Книжка третья
Глава X
Мате, моей дочке, пошел третий годик. Более очаровательного, более прелестного ребенка я не видывала. Не только мы, но каждый, кто смотрел на нее или слышал ее лепет, бывал восхищен. Но знать Г-сподь, глядя на нее, радовался еще больше. Когда ей пошел третий годик, у нее вдруг стали опухать руки и ноги. Каких только врачей мы ни приглашали, какие ни применяли лекарства. Но после того как ребенок промучился четыре недели, Г-споду Б-гу угодно было взять Свое Себе, а наше оставить нам: душенька улетела на небо, а детское тельце лежало перед нами, чтоб мы оплакивали ее, пока не разорвется сердце.
Нельзя рассказать, как горевали мы с мужем. Боюсь, что согрешила перед Б-гом и тем навлекла на себя еще более тяжкую кару, чем та, которая уже постигла меня. Мы так страдали, что оба заболели и долго пролежали больные, истерзанные душевной болью.
Потом я опять оказалась затяжелевшей и через некоторое время родила дочь Хану. Роды были тяжелые, и врачи, сомневаясь в моем выздоровлении, хотели принять отчаянные меры. Когда они объяснили моим родным, что именно хотят сделать, не подозревая, что я понимаю или сознаю, о чем они говорят, я заявила мужу и матери, что на это не пойду! Родные поставили в известность врачей о моем решении, и, хотя те сделали все возможное, дабы убедить меня, все было бесполезно. Я сказала: «Что бы вы ни говорили, я не стану больше принимать ваши лекарства. Если Г-сподь в своей доброте захочет исцелить меня, он сделает это и без лекарств. Если же нет, то никакие лекарства в мире не помогут». Затем я попросила мужа уплатить причитающийся врачам гонорар и больше к ним не обращаться. Так он и поступил.

(Сохраненные строки из коллекции)
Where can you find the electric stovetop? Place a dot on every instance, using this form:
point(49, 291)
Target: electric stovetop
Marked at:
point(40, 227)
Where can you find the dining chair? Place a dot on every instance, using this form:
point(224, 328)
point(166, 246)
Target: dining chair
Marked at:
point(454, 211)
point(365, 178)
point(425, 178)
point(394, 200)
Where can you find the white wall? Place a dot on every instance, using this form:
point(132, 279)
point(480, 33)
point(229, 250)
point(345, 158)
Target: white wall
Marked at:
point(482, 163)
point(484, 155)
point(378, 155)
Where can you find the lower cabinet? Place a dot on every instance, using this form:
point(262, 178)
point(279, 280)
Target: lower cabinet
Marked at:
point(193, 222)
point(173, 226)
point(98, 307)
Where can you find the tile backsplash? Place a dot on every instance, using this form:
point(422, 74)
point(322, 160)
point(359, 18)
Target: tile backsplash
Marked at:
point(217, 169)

ЧТО СДЕЛАТЬ ▸
a. Перепишите без изменений часть отрывка: начните с места, где стоят слова «Нельзя рассказать, как», и остановитесь после слов «истерзанные душевной болью.».
b. Перечислите всех членов семьи рассказчицы, которые названы в отрывке.

ОТВЕТЫ ПО ЗАДАНИЯМ ▸
a.
Нельзя рассказать, как горевали мы с мужем. Боюсь, что согрешила перед Б-гом и тем навлекла на себя еще более тяжкую кару, чем та, которая уже постигла меня. Мы так страдали, что оба заболели и долго пролежали больные, истерзанные душевной болью.

b. Дочь Мата, муж, мать, дочь Хана.